INSTRUCTIONS TO FOLLOW:
Reproduce word for word the passage of the text on foreign direct investment in Indonesia that opens with the words "Penanaman Modal Asing" and closes with "the capital market.".

DOCUMENT EXTRACT:
Foreign Direct Investment in Indonesia

Penanaman Modal Asing (“PMA”)/ Foreign Direct Investment (“FDI”) in Indonesia is regulated under Law 25 of 2007 (Undang Undang Penanaman Modal/ Direct Investment Law), the law applies to FDI and also Local Direct Investment.

In brief, the law stipulates that FDI is any investment made by a foreign party (private person/ legal entity/country) directly with a legal entity in Indonesia in form of a shared ownership, whether the ownership is partly or wholly owned by a foreign party. Kindly note that the Law 25 of 2007 is not applicable to share ownership through the capital market.

Negative List of Investment/DNI

Law 25 of 2007 stipulates that the government may regulate open business activities and restrict direct investment made by citizens or foreigners through Presidential Regulations.

The latest ruling (when this article is made) is Presidential Regulation 44 of 2016 (Daftar Bidang Usaha Yang Tertutup dan Bidang Usaha Yang Terbuka Dengan Persyaratan di Bidang Penanaman Modal/ List of Business Fields That Are Closed To Investment and Business Fields That Are Conditionally Open For Investment) which in practice are usually called Negative List of Investment (Daftar Negatif Investasi/ “DNI”).

PROVIDED MATERIAL:
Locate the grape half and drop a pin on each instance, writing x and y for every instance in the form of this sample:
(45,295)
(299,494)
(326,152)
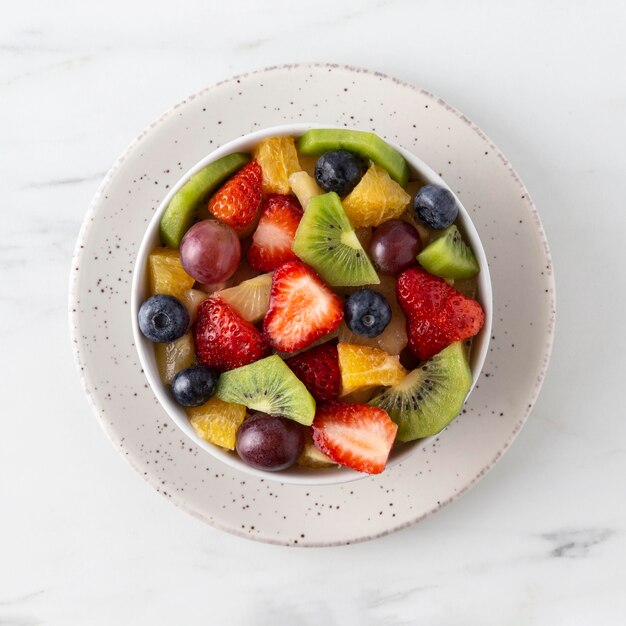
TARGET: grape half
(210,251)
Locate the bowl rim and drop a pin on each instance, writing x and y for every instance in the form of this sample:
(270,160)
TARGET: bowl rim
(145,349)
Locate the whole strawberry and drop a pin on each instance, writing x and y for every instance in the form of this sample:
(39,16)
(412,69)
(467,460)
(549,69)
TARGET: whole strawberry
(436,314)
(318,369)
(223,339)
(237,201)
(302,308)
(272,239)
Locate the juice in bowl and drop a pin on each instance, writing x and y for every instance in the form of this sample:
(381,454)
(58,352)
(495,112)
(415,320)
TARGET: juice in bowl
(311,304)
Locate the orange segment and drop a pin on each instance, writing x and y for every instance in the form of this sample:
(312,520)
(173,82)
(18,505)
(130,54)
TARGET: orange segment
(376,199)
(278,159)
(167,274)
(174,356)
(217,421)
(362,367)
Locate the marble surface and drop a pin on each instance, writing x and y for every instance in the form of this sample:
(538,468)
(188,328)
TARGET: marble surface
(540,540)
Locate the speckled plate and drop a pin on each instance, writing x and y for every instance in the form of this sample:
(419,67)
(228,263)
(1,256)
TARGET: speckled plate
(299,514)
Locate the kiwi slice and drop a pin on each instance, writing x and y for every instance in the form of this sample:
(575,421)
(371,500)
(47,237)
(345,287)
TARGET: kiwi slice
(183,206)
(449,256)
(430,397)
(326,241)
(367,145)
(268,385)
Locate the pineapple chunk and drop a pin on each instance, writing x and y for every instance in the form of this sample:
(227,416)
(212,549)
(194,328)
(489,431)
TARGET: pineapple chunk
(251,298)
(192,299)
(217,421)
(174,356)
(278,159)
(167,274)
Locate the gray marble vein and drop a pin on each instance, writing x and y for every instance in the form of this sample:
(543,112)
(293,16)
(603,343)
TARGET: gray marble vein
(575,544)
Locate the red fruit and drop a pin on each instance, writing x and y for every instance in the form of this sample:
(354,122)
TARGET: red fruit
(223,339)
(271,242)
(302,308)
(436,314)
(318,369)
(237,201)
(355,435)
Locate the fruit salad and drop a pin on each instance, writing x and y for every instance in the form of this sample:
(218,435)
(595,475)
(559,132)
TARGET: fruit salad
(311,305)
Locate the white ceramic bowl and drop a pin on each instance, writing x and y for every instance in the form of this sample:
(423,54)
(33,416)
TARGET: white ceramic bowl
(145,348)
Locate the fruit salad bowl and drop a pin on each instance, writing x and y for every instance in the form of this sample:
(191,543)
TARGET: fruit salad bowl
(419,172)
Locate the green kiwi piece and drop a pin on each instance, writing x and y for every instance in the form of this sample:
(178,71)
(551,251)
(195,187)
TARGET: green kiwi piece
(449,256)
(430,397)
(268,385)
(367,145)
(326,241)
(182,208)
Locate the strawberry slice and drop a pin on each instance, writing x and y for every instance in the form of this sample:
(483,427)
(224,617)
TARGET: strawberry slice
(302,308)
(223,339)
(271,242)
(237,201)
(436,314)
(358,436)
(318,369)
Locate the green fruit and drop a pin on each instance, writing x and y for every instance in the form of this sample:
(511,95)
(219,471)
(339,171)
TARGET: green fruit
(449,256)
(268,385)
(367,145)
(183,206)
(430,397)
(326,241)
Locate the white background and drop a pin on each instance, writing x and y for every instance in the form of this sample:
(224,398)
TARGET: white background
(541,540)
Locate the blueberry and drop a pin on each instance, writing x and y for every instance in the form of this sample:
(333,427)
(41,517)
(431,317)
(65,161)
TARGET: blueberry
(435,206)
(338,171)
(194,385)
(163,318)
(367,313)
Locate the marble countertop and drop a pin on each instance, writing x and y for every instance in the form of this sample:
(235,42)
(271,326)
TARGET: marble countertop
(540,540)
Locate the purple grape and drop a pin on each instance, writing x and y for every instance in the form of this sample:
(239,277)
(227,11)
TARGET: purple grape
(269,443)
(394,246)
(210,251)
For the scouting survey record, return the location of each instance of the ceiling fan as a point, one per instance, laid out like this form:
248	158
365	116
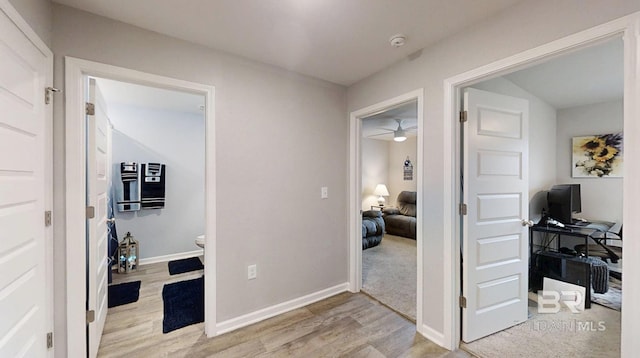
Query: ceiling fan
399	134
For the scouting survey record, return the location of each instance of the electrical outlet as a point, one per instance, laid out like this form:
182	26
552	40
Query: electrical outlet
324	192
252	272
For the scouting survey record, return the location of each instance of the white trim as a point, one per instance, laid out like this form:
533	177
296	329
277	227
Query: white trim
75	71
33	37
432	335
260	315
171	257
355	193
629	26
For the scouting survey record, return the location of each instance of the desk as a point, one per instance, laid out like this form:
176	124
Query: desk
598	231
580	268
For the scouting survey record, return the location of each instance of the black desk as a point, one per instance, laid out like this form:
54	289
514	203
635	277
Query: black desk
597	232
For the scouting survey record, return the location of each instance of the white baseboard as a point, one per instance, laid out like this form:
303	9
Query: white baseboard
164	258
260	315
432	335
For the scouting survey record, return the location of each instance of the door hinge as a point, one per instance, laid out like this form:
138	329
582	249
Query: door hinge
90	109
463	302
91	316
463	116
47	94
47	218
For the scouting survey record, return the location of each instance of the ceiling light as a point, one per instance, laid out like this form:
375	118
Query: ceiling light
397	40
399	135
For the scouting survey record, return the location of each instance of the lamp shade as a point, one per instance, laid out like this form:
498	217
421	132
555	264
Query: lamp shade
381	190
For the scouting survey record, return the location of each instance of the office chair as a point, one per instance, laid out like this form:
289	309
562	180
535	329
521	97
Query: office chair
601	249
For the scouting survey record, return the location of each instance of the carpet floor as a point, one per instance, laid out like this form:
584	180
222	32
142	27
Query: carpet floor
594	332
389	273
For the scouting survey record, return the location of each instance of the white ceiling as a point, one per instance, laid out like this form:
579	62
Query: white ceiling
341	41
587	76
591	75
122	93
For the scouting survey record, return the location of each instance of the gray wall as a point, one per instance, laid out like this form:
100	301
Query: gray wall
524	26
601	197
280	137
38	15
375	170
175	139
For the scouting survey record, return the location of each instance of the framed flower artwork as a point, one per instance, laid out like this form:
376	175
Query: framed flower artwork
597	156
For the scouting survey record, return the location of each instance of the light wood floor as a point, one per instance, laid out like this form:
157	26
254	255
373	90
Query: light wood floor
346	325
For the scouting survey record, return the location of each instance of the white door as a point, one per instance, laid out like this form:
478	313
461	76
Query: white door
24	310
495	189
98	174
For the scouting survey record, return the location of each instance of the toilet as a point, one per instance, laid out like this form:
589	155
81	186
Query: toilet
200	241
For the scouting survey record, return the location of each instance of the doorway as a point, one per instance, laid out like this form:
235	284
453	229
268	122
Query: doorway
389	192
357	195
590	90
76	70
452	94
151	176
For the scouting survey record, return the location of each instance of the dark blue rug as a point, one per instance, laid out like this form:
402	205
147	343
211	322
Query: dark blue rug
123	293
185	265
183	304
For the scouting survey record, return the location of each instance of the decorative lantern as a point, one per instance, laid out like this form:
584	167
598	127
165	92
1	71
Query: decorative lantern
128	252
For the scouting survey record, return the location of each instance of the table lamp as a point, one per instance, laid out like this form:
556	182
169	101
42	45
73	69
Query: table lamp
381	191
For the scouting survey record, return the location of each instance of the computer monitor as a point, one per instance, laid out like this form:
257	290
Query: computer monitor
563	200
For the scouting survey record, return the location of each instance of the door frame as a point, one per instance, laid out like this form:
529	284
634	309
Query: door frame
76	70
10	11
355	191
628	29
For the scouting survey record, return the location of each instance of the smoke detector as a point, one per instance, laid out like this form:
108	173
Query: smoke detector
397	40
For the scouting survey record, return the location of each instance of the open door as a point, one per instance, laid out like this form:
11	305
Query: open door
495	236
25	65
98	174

RIGHT ANSWER:
Penanaman Modal Asing (“PMA”)/ Foreign Direct Investment (“FDI”) in Indonesia is regulated under Law 25 of 2007 (Undang Undang Penanaman Modal/ Direct Investment Law), the law applies to FDI and also Local Direct Investment.

In brief, the law stipulates that FDI is any investment made by a foreign party (private person/ legal entity/country) directly with a legal entity in Indonesia in form of a shared ownership, whether the ownership is partly or wholly owned by a foreign party. Kindly note that the Law 25 of 2007 is not applicable to share ownership through the capital market.